# SOURCE MATERIAL
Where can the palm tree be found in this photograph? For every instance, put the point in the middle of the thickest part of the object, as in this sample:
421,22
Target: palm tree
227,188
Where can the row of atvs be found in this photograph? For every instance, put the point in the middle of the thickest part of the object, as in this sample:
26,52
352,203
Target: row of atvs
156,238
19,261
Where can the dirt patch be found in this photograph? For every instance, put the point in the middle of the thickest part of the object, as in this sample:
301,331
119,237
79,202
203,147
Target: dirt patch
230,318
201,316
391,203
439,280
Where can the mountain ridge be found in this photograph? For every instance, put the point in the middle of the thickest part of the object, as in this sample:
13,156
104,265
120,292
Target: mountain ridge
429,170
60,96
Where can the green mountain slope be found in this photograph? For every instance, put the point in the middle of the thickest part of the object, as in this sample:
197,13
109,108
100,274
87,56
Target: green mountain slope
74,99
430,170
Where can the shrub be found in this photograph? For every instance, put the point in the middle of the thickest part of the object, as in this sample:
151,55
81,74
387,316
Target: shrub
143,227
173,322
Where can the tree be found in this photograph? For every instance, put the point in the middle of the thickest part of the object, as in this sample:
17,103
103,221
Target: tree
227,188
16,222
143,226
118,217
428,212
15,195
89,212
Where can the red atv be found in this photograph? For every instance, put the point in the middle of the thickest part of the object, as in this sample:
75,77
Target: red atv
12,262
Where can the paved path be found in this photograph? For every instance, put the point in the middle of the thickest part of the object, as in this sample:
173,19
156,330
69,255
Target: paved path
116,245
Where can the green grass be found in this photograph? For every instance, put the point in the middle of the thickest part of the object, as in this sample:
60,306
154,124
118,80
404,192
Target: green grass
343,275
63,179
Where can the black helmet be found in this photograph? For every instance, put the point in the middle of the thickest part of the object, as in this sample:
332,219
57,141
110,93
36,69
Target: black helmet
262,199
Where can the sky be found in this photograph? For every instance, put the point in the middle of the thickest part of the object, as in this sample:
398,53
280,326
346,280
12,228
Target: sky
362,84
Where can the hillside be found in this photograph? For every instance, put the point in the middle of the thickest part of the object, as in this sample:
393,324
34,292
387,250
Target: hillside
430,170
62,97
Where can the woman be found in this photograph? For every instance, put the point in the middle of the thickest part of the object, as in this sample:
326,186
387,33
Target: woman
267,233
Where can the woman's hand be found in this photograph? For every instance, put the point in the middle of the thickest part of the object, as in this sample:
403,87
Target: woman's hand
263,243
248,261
==
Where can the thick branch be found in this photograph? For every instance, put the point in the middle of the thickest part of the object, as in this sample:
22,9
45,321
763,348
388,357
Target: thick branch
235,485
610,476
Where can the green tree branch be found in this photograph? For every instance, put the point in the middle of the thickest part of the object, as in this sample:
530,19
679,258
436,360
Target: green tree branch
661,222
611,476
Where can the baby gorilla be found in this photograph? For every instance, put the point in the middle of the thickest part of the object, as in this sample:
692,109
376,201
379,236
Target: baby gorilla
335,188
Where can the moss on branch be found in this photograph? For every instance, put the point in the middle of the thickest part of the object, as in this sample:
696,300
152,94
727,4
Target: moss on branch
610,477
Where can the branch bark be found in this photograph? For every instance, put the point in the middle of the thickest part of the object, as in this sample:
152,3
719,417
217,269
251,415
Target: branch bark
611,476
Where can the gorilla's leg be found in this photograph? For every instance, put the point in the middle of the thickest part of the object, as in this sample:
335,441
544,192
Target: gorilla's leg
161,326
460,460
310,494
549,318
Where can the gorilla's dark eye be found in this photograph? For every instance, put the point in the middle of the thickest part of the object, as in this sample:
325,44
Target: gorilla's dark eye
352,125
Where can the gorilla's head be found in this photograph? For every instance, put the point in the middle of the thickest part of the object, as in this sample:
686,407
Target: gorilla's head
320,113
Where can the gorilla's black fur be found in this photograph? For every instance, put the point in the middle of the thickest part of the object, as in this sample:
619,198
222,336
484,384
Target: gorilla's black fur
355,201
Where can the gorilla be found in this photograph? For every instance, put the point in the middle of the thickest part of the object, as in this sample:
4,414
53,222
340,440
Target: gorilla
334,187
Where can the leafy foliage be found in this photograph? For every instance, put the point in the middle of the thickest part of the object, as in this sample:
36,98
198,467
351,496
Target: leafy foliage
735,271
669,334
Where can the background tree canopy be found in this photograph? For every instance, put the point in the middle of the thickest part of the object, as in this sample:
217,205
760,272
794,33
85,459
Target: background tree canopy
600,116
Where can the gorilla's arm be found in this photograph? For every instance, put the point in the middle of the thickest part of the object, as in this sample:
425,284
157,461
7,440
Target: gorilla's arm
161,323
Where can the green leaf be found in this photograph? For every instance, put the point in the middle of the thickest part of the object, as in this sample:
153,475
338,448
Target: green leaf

# PROBLEM DESCRIPTION
Pull out, unchanged, the lines above from the one with "Where can the gorilla's arm" up to and including the one with "Target: green leaf".

# RIGHT ANSWER
Where can the gorilla's arm be found in this photograph? For every instance, put the point in the middle of the thickest part of the object, as in this sample:
425,284
157,461
7,440
Target: gorilla's arm
161,323
Where can the green leaf be found in this photograph? For every instance, put the point in the middle of the thickest part of the object, as in this sample:
153,475
338,448
Target: green leaf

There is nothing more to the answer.